=== Passage to read ===
····················
UserNotification in languages with charsets other than UTF-8 can contain "?" instead of correct character

While migrating my Mailman 2 setup to Mailman 3 and doing a couple of tests before going live, I found a bug related to encoding which is IMHO painful to see nowadays: ? instead of a correct character.

How to reproduce

Environment

Environment: Debian Buster (packages from distribution), mailman3 3.2.1-1, mailman3-web 0+20180916-8, python3-django-mailman3 1.2.0-3, python3-django-postorius 1.2.4-1

Mailman version is not new but after looking into the code, the bug seems to be present with later versions as well.

What to do

Send a message with an UTF-8 quoted-printable encoded subject to the mailing list from a member of list which is under moderation, or a sender who is not a member of the list.
The sender gets a notification message "Your message to $LIST awaits moderator approval". The message quotes the subject. The subject was properly decoded from quoted-printable representation to normal UTF-8 but the send notification is encoded in US-ASCII because the message was send in English and Mailman defaults English to US-ASCII. Characters such as ä are not available in US-ASCII.
····················
=== Provided data ===
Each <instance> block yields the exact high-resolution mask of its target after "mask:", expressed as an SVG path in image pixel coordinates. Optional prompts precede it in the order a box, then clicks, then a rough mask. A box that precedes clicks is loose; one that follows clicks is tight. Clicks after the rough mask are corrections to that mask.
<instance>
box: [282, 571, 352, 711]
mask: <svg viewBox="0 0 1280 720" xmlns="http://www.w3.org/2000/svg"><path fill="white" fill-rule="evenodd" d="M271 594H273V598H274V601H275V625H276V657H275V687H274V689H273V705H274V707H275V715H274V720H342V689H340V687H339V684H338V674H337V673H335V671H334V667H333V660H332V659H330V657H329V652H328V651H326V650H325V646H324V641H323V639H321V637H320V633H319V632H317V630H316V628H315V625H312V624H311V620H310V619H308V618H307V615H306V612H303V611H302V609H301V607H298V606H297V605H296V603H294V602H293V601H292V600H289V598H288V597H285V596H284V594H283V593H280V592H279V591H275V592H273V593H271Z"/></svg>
····················
=== What you need to do ===
A) Answer these from the Mailman encoding bug report:
(i) Which Debian release was the test environment running?
(ii) What notification does the sender get after posting?
(iii) Which character set is that notification encoded in, and why?
B) In the Mailman encoding bug report, retype the part starting with "Environment: Debian Buster" and going on through "available in US-ASCII.".

=== Answers for each item ===
A)
(i) Debian Buster, with packages from the distribution.
(ii) The notification "Your message to $LIST awaits moderator approval", which quotes the subject.
(iii) US-ASCII, because the message was sent in English and Mailman defaults English to US-ASCII.

B)
Environment: Debian Buster (packages from distribution), mailman3 3.2.1-1, mailman3-web 0+20180916-8, python3-django-mailman3 1.2.0-3, python3-django-postorius 1.2.4-1

Mailman version is not new but after looking into the code, the bug seems to be present with later versions as well.

What to do

Send a message with an UTF-8 quoted-printable encoded subject to the mailing list from a member of list which is under moderation, or a sender who is not a member of the list.
The sender gets a notification message "Your message to $LIST awaits moderator approval". The message quotes the subject. The subject was properly decoded from quoted-printable representation to normal UTF-8 but the send notification is encoded in US-ASCII because the message was send in English and Mailman defaults English to US-ASCII. Characters such as ä are not available in US-ASCII.